__WHAT TO DO__
Render every line of the listing below as a numbered list, skipping blank lines. Leave the pictures out of your answer.

Named-object pointing listing:
--- begin ---

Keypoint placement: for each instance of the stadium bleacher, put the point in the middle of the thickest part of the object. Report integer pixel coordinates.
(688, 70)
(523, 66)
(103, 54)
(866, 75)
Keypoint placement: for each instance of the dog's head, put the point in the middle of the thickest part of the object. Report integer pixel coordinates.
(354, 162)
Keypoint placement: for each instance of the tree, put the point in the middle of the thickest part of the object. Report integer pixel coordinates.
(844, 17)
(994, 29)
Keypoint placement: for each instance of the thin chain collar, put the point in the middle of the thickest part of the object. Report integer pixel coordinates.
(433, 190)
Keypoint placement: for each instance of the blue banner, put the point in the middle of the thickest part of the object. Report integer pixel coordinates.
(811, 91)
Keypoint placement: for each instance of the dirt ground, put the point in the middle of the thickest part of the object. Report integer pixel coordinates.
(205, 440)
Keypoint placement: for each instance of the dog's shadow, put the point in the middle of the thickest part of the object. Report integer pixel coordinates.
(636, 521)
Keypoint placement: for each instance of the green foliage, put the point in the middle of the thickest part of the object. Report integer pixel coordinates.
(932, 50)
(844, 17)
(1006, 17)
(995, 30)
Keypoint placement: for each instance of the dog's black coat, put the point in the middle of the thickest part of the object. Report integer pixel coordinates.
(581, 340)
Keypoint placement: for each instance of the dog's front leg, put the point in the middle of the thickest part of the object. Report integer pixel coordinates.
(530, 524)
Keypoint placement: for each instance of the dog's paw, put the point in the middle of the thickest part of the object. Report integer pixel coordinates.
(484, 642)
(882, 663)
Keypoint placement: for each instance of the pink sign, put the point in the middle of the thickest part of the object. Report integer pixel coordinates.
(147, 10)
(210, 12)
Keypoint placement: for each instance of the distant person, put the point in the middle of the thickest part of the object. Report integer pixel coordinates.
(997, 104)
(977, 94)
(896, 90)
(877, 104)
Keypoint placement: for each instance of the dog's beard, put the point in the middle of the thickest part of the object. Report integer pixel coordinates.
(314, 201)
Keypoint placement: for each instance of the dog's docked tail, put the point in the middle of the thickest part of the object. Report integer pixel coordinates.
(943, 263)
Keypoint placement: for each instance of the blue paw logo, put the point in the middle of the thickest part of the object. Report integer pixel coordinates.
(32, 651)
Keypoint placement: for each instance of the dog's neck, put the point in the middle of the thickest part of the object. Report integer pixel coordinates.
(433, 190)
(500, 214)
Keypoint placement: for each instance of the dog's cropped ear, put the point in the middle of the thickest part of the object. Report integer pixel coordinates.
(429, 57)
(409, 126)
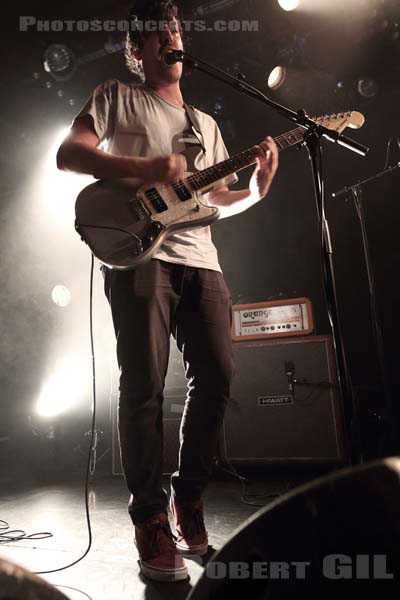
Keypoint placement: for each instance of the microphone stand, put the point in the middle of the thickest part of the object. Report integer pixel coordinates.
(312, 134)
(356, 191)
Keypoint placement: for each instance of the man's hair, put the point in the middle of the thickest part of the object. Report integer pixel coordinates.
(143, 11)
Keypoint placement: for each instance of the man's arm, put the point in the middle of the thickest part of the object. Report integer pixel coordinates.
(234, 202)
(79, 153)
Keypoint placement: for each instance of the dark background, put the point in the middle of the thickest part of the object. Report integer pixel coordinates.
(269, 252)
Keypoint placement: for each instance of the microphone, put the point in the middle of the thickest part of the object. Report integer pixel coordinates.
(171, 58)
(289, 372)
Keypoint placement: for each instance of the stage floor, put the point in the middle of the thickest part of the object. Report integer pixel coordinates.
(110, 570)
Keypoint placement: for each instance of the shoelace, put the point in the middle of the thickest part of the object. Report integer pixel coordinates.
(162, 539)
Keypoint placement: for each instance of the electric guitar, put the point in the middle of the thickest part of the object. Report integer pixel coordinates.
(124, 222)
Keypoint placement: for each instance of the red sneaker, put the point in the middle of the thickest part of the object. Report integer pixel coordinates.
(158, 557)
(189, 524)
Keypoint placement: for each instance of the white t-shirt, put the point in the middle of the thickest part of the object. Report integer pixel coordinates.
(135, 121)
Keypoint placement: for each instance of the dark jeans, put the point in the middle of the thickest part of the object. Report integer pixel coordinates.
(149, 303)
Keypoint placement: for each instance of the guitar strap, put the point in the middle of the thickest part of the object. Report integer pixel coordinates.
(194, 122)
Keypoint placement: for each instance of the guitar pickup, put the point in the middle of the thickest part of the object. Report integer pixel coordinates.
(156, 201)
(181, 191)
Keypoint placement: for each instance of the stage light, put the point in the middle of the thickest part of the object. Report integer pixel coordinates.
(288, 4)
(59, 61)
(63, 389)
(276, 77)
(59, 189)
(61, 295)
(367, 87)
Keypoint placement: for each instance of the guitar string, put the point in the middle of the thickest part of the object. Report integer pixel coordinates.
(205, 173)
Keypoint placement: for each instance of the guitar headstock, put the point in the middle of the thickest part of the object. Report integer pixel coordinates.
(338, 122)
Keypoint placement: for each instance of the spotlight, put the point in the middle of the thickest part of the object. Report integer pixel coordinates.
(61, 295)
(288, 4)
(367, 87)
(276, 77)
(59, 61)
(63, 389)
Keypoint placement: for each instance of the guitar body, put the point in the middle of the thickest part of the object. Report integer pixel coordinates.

--- end ---

__THE RESPONSE__
1. Keypoint placement: for each instance of the stadium bleacher, put the point in the middle of the thickest part of the object. Report integer pixel coordinates.
2. (688, 70)
3. (523, 66)
4. (103, 54)
5. (866, 75)
6. Keypoint placement: for each instance of the dog's head, put the point in the middle of the thickest part of the object. Report integer pixel coordinates.
7. (354, 162)
8. Keypoint placement: for each instance of the tree, put the point in the middle of the thickest part of the object. Report integer pixel coordinates.
9. (844, 17)
10. (994, 29)
11. Keypoint placement: for each instance of the thin chain collar, put the point in the middle of the thickest part of the object. Report integer pixel coordinates.
12. (433, 190)
13. Keypoint placement: for each instance of the blue banner, put the point in the middle of the thickest part of the object. Report integer pixel coordinates.
14. (811, 91)
15. Keypoint placement: for each instance of the dirt ground, put the point in the middle of the thickest part of the object. Report integer pixel coordinates.
16. (205, 440)
17. Keypoint placement: for each instance of the dog's shadow, put the point in the middle of the thickest part of the object. Report integer pixel coordinates.
18. (636, 521)
19. Keypoint placement: for each instance of the green foliage, put the point in the middle of the thickest part of the object. Report integer pixel coordinates.
20. (932, 50)
21. (844, 17)
22. (1006, 17)
23. (995, 30)
24. Keypoint placement: for each instance of the dog's black coat, put the point in the middle of the thickest part of the object. Report integer pixel coordinates.
25. (581, 340)
26. Keypoint placement: for each instance of the dog's front leg, put the point in the middle of the thickest part of the object. Report integer pixel coordinates.
27. (530, 524)
28. Keypoint placement: for each instance of the dog's paw, put the point in the middle of the thickest part of the object. Report integer pixel coordinates.
29. (484, 642)
30. (882, 663)
31. Keypoint placement: for each instance of the pink sign, put the point in the middle of the thickest part of the object. Report integer pixel coordinates.
32. (147, 10)
33. (210, 12)
34. Keypoint placement: for each instance of the distant person, put the point in the middle of the thickest part of the object. Report integer pixel coordinates.
35. (997, 104)
36. (977, 94)
37. (896, 90)
38. (877, 104)
39. Keypoint placement: for each instance of the dog's beard, put the point in the middle of the thickest part of the object. Report integer pixel coordinates.
40. (314, 201)
41. Keypoint placement: for each instance of the dog's docked tail, put the point in the middle of the thickest part of the object. Report integer pixel coordinates.
42. (943, 263)
43. Keypoint placement: for each instance of the blue paw logo, put the point in the middle of the thickest part of the object. Report integer pixel coordinates.
44. (32, 651)
45. Keypoint placement: for each instance of the dog's neck, put the point in the middle of the thickest part of the object. Report integer pixel coordinates.
46. (433, 190)
47. (500, 214)
48. Keypoint placement: for each instance of the dog's cropped ear, put the point in the middle of the thickest part of the object. Report integer pixel coordinates.
49. (429, 57)
50. (409, 126)
51. Keypoint placement: for each instance of the microphone stand, put the point in the middle of the thickest part of the object. Report integer pixel coordinates.
52. (312, 134)
53. (356, 191)
54. Keypoint placement: for each instance of the man's hair, put the point in the middle of the thickest part of the object. Report integer pixel coordinates.
55. (143, 11)
56. Keypoint placement: for each instance of the man's arm, put the point in the middle of the thickest part of the object. Report integer pixel coordinates.
57. (234, 202)
58. (79, 153)
59. Keypoint placement: for each instance of the dark background, put the point in the middle of the thickest part of the object. Report integer pixel coordinates.
60. (269, 252)
61. Keypoint placement: for each instance of the microphone, put the point in the middle of the thickest part of the object. Report integer pixel coordinates.
62. (171, 58)
63. (289, 372)
64. Keypoint placement: for each instance of the stage floor, put the point in the middle of the thickest part of the object. Report integer pixel coordinates.
65. (110, 570)
66. Keypoint placement: for each instance of the shoelace, put the point in the middle of the thickest part of the object. Report integer pixel coordinates.
67. (162, 539)
68. Keypoint placement: for each instance of the electric guitar, put the point in the middle of the thickest part of the object. Report integer pixel coordinates.
69. (124, 222)
70. Keypoint placement: for each instance of the red sneaker, put the point in the middle of the thickest part of the object. Report integer pixel coordinates.
71. (158, 557)
72. (189, 524)
73. Keypoint placement: for each instance of the white t-shirt, put the point in the middle of the thickest part of the object. Report integer pixel coordinates.
74. (135, 121)
75. Keypoint placement: for each instance of the dark jeans, put the point in the middle of the thickest part of the object. Report integer pixel coordinates.
76. (149, 303)
77. Keypoint placement: for each instance of the guitar strap, put the point in the middle of the thickest part of the object. Report integer pixel coordinates.
78. (194, 122)
79. Keypoint placement: for each instance of the guitar pickup, put the point in the middle of the thickest part of the object. Report integer pixel coordinates.
80. (156, 201)
81. (181, 191)
82. Keypoint placement: for each instance of the stage light, put the point in the middle of the thickest part of the object. Report integer pixel coordinates.
83. (288, 4)
84. (59, 61)
85. (63, 389)
86. (276, 77)
87. (59, 189)
88. (61, 295)
89. (367, 87)
90. Keypoint placement: for each instance of the guitar string, put the point in the middle of the thickest part of the object. Report integer pixel coordinates.
91. (205, 173)
92. Keypoint placement: for each instance of the guitar headstock, put the point in the middle of the thickest part of the object. Report integer pixel coordinates.
93. (338, 122)
94. Keypoint placement: for each instance of the spotlight, put the point in the middle of the thickest part of the object. Report integer pixel coordinates.
95. (61, 295)
96. (288, 4)
97. (367, 87)
98. (276, 77)
99. (59, 61)
100. (63, 389)
101. Keypoint placement: for each instance of the guitar body, put the point in the middle of the thickest part of the object. Report integer pixel coordinates.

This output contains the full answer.